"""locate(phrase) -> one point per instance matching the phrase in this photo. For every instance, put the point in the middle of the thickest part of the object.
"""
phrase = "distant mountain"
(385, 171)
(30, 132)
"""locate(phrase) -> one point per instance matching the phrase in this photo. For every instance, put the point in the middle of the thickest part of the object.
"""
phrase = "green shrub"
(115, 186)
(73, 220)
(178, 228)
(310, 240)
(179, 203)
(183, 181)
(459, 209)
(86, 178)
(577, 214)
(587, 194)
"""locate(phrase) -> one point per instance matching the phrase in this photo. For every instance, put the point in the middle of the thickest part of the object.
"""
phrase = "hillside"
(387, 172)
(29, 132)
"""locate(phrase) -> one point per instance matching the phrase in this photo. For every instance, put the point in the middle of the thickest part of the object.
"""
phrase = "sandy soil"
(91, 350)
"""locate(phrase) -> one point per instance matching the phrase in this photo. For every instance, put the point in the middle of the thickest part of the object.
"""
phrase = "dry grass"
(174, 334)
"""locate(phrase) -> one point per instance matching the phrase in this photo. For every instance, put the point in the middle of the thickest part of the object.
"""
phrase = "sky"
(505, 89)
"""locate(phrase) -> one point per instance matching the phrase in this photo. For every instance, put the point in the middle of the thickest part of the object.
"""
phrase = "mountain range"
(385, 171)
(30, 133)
■ ■ ■ ■ ■
(What you will do)
Reproduce all of the items above line for line, keeping every character unchanged.

(Answer to the task)
"""locate(phrase) -> one point per instance matching the phrase in this photo. For every instance, put the point in the middle of the thickest part of the object.
"""
phrase = "distant mountain"
(385, 171)
(30, 132)
"""locate(phrase) -> one point per instance matching the phrase in this photo. For every instance, put the point in the middle of the thickest part of the object.
"""
phrase = "green shrub"
(115, 186)
(73, 220)
(178, 228)
(310, 240)
(179, 203)
(183, 181)
(459, 209)
(86, 178)
(577, 214)
(587, 194)
"""locate(phrase) -> one point per instance matching the phrase in this photo. For every instance, put the point in the middle of the thickest part of the object.
"""
phrase = "hillside"
(387, 172)
(29, 132)
"""locate(phrase) -> one point per instance matching the phrase in this photo. For every instance, put the point in the middle of the thickest part of the object.
"""
phrase = "sandy soil"
(91, 350)
"""locate(phrase) -> one point per instance matching the phrase in this photo. For every instance, put the point in the middle of the thickest part of the object.
"""
phrase = "dry grass"
(174, 334)
"""locate(phrase) -> one point per instance matching the phrase in this photo. For every instance, put the point in the middle of the thickest part of the object.
"""
phrase = "sky"
(505, 89)
"""locate(phrase) -> one point per instance matching the phrase in this photo. For every instance, put the point in the middle of the thickest part of the object.
"""
phrase = "mountain range"
(385, 171)
(30, 133)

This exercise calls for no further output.